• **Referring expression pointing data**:
____________
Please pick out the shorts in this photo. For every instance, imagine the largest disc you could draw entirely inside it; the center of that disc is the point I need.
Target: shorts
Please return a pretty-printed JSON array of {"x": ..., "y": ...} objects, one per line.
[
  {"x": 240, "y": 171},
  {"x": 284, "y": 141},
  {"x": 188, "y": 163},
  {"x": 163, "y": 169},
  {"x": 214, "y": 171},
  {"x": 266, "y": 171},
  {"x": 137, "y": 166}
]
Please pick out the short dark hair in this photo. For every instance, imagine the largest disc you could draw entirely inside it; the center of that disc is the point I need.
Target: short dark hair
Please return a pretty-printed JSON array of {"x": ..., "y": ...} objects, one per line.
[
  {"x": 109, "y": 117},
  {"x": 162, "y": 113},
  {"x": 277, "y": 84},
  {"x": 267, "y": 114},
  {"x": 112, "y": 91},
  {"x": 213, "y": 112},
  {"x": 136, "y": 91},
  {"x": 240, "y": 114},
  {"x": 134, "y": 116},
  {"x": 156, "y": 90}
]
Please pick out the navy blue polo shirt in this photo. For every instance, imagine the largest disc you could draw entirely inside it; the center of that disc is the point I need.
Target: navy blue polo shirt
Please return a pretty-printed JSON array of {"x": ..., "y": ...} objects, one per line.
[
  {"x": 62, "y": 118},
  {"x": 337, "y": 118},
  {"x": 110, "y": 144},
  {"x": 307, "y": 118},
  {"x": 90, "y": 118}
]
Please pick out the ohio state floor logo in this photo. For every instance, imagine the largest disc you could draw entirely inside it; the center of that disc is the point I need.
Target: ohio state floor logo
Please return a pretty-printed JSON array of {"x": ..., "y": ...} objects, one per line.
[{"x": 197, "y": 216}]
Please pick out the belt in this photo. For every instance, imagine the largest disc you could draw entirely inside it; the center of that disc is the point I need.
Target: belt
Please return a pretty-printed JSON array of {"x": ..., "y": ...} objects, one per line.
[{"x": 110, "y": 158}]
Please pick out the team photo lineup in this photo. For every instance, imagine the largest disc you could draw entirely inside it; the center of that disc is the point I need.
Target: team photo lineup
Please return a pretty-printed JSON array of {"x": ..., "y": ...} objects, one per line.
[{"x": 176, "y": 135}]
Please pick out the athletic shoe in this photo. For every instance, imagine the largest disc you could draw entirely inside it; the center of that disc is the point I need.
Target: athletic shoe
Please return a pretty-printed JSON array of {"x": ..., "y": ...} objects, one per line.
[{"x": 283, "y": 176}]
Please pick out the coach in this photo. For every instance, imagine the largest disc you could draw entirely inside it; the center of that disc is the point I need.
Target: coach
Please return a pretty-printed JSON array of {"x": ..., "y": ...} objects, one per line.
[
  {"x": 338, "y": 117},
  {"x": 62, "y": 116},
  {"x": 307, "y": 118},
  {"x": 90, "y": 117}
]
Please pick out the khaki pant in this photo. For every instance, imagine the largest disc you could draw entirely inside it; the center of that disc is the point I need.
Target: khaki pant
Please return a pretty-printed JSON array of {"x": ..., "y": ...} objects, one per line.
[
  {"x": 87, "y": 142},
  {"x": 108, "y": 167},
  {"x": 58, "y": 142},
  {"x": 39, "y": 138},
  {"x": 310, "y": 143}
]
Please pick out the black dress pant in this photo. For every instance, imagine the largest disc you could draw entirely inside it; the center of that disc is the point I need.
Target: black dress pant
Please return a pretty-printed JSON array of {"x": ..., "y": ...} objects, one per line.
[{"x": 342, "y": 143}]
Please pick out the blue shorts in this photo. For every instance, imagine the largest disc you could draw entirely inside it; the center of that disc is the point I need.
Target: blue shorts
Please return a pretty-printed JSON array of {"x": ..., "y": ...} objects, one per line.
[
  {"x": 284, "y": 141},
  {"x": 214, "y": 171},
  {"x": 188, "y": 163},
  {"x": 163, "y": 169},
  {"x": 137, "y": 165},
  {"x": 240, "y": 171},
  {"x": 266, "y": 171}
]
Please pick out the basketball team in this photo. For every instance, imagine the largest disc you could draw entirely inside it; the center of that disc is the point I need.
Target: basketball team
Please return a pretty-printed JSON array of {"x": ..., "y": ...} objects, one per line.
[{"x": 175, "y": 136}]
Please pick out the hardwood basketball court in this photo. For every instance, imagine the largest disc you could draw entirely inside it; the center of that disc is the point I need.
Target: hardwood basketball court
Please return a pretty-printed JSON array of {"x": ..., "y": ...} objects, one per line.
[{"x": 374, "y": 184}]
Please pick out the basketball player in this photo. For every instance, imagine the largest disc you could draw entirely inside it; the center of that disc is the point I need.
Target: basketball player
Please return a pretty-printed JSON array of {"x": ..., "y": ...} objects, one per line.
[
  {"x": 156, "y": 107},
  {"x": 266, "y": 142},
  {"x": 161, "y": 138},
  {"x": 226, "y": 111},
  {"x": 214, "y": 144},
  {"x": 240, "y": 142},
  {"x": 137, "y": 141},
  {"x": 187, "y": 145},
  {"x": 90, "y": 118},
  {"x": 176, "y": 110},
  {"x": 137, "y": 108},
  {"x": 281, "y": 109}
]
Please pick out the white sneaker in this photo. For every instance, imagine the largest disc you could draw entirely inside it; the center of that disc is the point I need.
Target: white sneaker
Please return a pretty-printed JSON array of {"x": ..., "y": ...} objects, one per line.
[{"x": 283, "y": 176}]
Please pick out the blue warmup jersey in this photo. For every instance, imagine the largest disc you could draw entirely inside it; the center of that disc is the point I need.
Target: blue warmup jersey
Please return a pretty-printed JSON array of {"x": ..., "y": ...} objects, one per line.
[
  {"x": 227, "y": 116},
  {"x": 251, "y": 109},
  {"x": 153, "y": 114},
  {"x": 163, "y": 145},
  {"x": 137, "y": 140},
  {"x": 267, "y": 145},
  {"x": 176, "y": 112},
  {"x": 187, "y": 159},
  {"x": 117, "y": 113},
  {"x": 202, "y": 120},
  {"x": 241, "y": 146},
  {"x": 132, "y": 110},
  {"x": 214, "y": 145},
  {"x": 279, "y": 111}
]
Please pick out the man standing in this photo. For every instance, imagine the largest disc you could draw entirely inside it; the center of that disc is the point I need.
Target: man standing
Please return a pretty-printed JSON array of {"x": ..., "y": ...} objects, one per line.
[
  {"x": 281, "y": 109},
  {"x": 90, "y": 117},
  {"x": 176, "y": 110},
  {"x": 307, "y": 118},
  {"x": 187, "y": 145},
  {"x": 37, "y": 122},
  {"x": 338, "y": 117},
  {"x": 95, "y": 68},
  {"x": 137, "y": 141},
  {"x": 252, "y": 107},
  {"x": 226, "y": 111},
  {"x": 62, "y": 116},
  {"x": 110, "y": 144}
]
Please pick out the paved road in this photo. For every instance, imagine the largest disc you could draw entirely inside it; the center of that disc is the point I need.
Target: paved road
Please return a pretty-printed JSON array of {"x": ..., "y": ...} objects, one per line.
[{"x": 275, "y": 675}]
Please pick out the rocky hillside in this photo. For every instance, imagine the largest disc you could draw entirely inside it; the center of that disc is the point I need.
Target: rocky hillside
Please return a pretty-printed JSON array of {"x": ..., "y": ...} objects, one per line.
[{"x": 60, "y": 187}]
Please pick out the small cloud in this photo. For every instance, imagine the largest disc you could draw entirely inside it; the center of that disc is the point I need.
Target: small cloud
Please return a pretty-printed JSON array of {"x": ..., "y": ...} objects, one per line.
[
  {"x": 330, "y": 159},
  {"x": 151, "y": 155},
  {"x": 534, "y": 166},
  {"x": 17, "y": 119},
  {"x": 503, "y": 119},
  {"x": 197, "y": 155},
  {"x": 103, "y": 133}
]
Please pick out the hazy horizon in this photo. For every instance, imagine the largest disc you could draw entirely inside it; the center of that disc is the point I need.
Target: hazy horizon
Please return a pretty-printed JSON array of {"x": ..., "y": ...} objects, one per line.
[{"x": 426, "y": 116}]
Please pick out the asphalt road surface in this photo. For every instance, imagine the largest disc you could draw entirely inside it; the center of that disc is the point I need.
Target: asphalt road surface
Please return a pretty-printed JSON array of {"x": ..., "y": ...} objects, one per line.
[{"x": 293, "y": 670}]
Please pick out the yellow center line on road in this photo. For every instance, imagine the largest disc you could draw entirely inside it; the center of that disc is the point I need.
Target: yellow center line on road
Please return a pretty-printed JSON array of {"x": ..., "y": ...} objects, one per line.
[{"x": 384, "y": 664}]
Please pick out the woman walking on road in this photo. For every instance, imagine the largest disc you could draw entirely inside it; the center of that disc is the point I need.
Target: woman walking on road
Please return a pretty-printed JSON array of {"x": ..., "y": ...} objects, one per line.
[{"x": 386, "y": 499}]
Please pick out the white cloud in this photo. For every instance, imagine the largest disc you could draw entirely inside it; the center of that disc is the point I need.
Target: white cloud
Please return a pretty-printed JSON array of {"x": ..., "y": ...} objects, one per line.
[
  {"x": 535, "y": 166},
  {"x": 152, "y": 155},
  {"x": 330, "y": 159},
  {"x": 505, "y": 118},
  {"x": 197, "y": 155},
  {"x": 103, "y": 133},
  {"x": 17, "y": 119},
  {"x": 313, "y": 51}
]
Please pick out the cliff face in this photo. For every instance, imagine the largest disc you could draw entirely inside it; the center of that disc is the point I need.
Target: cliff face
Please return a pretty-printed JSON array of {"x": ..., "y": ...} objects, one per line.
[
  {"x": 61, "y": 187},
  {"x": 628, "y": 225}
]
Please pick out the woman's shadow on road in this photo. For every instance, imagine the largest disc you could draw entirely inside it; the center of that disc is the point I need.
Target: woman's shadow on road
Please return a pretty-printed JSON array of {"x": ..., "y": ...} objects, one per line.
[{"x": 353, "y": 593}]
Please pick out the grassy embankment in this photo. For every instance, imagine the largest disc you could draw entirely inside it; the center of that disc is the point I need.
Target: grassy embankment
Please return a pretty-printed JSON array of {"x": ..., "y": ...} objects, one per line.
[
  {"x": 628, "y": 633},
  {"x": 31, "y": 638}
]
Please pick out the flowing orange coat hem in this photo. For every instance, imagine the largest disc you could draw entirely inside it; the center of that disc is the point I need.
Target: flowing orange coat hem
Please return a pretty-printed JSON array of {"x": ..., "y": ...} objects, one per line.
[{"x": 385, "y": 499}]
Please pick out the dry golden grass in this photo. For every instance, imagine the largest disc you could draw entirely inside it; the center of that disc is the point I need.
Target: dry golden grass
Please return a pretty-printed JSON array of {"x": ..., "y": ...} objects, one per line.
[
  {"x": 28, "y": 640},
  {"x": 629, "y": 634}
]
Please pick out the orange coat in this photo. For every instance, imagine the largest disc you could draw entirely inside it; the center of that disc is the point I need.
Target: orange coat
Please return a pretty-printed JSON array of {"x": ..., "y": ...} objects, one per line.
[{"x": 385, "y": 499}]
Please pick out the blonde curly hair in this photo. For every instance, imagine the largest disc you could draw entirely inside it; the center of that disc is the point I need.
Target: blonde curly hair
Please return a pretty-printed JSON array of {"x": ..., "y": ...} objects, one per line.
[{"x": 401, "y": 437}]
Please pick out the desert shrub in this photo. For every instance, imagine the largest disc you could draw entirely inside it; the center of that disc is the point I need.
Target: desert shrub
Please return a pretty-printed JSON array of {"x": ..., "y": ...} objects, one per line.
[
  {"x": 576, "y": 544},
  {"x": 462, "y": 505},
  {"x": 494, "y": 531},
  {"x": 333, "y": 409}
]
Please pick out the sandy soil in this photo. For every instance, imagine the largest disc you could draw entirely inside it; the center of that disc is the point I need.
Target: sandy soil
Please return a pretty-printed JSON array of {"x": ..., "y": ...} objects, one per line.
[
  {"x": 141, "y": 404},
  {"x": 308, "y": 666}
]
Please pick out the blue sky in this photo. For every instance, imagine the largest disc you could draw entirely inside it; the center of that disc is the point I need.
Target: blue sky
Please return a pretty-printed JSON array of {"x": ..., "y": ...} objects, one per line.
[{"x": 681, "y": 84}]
____________
• **What you should do**: Among the records above, repeat exactly the line with "Target: white sneaker", the line with "Target: small cloud", and every line in between, and only those.

• **Task solution**:
Target: white sneaker
Please return a pretty-printed JSON array of {"x": ..., "y": ...} objects, one per line.
[{"x": 283, "y": 176}]
Please pick out the blue warmup jersey in this photo. For every instance, imagine the largest disc you could draw entirely inside it; the center of that disc is the point I need.
Target: blue warmup jersey
Please return a pretty-printed JSON array of {"x": ..., "y": ...} objects, one per line.
[
  {"x": 227, "y": 116},
  {"x": 251, "y": 109},
  {"x": 153, "y": 114},
  {"x": 163, "y": 145},
  {"x": 137, "y": 140},
  {"x": 267, "y": 145},
  {"x": 176, "y": 112},
  {"x": 187, "y": 159},
  {"x": 117, "y": 113},
  {"x": 202, "y": 120},
  {"x": 241, "y": 146},
  {"x": 132, "y": 110},
  {"x": 214, "y": 145},
  {"x": 279, "y": 111}
]
Please pick out the man standing in this photo. For every instance, imagine the largest disc you could draw entirely inside it; the center of that disc is the point I need.
Target: man standing
Please return a pretty-printed JSON array of {"x": ..., "y": ...} objects, one per line.
[
  {"x": 281, "y": 109},
  {"x": 90, "y": 117},
  {"x": 176, "y": 110},
  {"x": 307, "y": 118},
  {"x": 187, "y": 145},
  {"x": 37, "y": 122},
  {"x": 338, "y": 117},
  {"x": 95, "y": 68},
  {"x": 137, "y": 141},
  {"x": 252, "y": 107},
  {"x": 226, "y": 111},
  {"x": 62, "y": 116},
  {"x": 110, "y": 144}
]
Please pick out the paved road in this photo. For every instance, imagine the largest disc you could draw entirely inside it; the center of that disc is the point I need.
Target: paved road
Please return a pretty-printed JSON array of {"x": ..., "y": ...} objects, one per line.
[{"x": 275, "y": 675}]
Please pick out the rocky hillside in this photo. For every instance, imagine the largest disc you could draw entirely inside it; the center of that disc is the point I need.
Target: rocky hillside
Please return a pretty-printed JSON array of {"x": ..., "y": ...} objects, one per line.
[{"x": 60, "y": 187}]
Please pick out the small cloud in this photo. For every instance, imagine the largest disc you could draw entirely inside it; the center of that disc is the point I need.
Target: small cloud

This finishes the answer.